* begin RECORDS FOR THE TASK *

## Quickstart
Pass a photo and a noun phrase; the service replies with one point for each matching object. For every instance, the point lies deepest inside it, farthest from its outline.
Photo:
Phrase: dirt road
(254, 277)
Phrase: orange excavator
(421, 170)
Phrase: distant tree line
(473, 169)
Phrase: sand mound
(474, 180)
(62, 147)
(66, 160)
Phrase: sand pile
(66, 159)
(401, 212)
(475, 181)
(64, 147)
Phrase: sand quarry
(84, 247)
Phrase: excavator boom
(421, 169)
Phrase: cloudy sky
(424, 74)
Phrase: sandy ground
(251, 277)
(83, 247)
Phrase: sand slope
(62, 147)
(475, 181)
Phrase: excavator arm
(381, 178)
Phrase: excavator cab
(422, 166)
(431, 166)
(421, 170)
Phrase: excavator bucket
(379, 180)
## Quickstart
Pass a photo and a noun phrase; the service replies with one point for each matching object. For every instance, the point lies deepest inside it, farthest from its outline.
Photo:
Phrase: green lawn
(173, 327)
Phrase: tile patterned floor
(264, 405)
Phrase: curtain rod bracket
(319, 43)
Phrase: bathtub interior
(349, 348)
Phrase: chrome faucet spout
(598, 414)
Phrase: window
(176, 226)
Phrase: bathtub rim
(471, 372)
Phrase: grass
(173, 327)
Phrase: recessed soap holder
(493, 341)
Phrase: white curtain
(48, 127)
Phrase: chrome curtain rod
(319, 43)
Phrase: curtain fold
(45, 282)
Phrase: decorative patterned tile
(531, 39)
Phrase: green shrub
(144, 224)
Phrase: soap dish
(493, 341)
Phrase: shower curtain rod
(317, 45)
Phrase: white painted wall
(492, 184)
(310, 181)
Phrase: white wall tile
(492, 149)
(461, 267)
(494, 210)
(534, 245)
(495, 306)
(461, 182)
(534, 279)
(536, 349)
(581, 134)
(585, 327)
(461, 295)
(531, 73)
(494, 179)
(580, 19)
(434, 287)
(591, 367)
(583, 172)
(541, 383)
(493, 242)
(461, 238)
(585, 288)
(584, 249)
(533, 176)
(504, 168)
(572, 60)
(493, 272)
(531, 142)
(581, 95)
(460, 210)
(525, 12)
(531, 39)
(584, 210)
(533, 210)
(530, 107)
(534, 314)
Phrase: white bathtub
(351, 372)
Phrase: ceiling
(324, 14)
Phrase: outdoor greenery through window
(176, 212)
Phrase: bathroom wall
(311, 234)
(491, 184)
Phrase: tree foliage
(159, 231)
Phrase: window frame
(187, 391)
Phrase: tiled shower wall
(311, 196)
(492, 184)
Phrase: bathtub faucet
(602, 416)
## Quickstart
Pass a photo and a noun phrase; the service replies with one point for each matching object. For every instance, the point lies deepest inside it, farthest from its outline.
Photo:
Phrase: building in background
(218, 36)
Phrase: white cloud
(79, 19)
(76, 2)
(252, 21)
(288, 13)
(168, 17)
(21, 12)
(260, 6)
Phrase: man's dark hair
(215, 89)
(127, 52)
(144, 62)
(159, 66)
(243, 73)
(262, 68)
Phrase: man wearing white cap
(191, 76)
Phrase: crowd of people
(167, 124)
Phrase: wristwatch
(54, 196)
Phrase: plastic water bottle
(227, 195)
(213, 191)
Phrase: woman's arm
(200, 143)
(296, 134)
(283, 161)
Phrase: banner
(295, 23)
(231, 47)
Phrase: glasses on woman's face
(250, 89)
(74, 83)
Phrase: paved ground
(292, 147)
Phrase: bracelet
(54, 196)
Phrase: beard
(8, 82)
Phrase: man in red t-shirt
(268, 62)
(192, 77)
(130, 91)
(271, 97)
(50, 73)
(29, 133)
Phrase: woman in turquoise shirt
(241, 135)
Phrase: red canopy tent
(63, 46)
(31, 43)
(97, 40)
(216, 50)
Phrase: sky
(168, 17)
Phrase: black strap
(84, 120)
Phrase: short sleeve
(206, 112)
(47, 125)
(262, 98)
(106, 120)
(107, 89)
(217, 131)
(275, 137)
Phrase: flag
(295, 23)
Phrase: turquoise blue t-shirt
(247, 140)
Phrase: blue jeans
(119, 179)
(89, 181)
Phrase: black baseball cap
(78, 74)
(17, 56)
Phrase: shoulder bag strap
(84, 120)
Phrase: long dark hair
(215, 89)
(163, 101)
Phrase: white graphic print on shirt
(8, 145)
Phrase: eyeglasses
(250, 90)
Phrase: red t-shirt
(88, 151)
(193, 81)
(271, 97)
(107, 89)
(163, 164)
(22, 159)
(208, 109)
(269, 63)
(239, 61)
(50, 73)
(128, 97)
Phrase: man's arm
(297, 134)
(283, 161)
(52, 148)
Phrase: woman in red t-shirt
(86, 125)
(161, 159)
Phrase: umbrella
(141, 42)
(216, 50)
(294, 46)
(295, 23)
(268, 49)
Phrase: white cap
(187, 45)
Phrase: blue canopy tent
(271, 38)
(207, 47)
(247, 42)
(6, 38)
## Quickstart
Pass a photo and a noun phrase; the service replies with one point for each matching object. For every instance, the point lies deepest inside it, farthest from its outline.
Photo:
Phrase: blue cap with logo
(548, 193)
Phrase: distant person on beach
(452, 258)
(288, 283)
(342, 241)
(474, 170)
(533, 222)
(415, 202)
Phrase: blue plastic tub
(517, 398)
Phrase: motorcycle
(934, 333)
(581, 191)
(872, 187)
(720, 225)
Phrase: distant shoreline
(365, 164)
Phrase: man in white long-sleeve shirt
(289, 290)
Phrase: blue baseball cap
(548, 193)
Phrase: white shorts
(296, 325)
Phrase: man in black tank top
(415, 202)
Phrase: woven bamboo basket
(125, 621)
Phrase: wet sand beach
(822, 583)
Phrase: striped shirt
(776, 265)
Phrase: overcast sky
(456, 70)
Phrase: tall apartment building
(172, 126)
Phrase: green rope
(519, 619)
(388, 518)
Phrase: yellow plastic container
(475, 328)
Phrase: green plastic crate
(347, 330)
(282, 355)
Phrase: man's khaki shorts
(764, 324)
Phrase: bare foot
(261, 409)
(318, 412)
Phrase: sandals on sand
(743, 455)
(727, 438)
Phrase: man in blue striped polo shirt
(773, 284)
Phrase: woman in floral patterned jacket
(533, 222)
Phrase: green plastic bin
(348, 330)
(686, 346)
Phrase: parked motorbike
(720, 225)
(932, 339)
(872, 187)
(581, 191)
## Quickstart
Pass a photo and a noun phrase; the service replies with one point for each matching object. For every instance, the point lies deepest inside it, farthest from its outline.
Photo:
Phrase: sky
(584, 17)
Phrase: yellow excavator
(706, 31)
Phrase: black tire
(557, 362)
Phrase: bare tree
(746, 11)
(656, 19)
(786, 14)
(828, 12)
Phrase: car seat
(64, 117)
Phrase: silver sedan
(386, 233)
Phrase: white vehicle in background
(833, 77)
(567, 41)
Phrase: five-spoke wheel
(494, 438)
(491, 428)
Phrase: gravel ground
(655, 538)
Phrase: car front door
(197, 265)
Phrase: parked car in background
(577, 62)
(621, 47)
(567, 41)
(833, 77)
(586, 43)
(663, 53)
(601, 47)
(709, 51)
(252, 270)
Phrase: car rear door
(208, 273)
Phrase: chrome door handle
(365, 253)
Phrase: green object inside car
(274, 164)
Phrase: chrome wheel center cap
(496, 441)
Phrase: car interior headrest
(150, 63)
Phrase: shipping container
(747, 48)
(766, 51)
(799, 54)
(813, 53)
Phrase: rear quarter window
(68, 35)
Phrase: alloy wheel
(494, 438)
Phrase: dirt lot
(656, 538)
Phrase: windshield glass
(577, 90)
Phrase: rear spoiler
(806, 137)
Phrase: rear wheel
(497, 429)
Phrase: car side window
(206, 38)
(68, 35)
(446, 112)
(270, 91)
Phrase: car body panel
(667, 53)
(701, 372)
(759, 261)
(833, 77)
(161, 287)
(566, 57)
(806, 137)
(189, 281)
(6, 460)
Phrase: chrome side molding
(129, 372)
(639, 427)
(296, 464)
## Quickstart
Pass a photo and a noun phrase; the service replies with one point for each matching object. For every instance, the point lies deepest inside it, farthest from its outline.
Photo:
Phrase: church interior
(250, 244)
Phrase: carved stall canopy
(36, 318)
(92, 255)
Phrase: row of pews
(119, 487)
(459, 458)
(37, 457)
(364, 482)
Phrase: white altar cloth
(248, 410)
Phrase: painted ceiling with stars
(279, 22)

* end RECORDS FOR THE TASK *

**AIM OF THE EXERCISE**
Can you reproduce, unchanged, everything from the line containing "Phrase: rear spoiler" down to the end of the records?

**THE OUTPUT**
Phrase: rear spoiler
(806, 137)
Phrase: rear wheel
(497, 429)
Phrase: car side window
(206, 38)
(68, 35)
(446, 112)
(270, 91)
Phrase: car body panel
(667, 53)
(701, 372)
(759, 261)
(833, 77)
(161, 287)
(566, 57)
(806, 137)
(189, 281)
(6, 460)
Phrase: chrome side molding
(129, 372)
(639, 427)
(296, 464)
## Quickstart
Pass a photo and a noun phrase; the service replies with one point for each matching object. For every instance, the point lies deepest inside it, farthest from its outline.
Photo:
Phrase: church interior
(250, 244)
Phrase: carved stall canopy
(36, 318)
(92, 255)
Phrase: row of pews
(119, 487)
(459, 458)
(37, 457)
(364, 482)
Phrase: white altar cloth
(248, 410)
Phrase: painted ceiling with stars
(279, 22)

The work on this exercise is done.